• [Excerpt provided]
☆ ☆ ☆
Backpropagation Through Time (BPTT)

The Algorithm

  1. Unroll network through time
  2. Forward pass: Compute all hidden states
  3. Backward pass: Compute gradients through the unrolled graph
  4. Sum gradients for shared weights across time

Truncated BPTT

For long sequences:

  • Don't backprop through entire sequence
  • Truncate to manageable length (e.g., 100 steps)
  • Trade-off: Can't learn very long-range dependencies

Decoding Strategies

Greedy Decoding

At each step, pick the most likely token: $$y_t = \arg\max_y P(y | y_{<t}, x)$$

Problem: Locally optimal choices may not be globally optimal.

Keep top-K candidates at each step:

  1. Expand each candidate in all possible ways
  2. Keep the K highest-probability sequences
  3. Continue until all sequences end

Benefit: Better than greedy; balances quality and computation.

Sampling

For generation diversity:

Top-K sampling: Sample from top K tokens only

Top-P (nucleus) sampling: Sample from smallest set with cumulative probability > p

Temperature: Scale logits before softmax

  • Low T: More deterministic
  • High T: More random

Attention Mechanism

The Problem with Basic RNNs

All information must flow through the bottleneck of the hidden state.
☆ ☆ ☆
• [Data extract]
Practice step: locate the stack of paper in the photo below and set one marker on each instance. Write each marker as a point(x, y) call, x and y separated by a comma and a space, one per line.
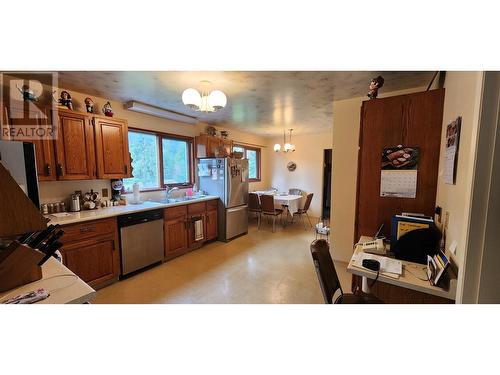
☆ ☆ ☆
• [Brief A]
From the excerpt provided, list the four steps of the Backpropagation Through Time algorithm in order.
• [Brief B]
In the excerpt provided, what example length is given for truncating backpropagation on long sequences?
• [Brief C]
Please reproduce the excerpt provided word for word, everything from "Greedy Decoding" down to "be globally optimal.".

• [Answer section A]
1. Unroll network through time
2. Forward pass: Compute all hidden states
3. Backward pass: Compute gradients through the unrolled graph
4. Sum gradients for shared weights across time

• [Answer section B]
100 steps.

• [Answer section C]
Greedy Decoding

At each step, pick the most likely token: $$y_t = \arg\max_y P(y | y_{<t}, x)$$

Problem: Locally optimal choices may not be globally optimal.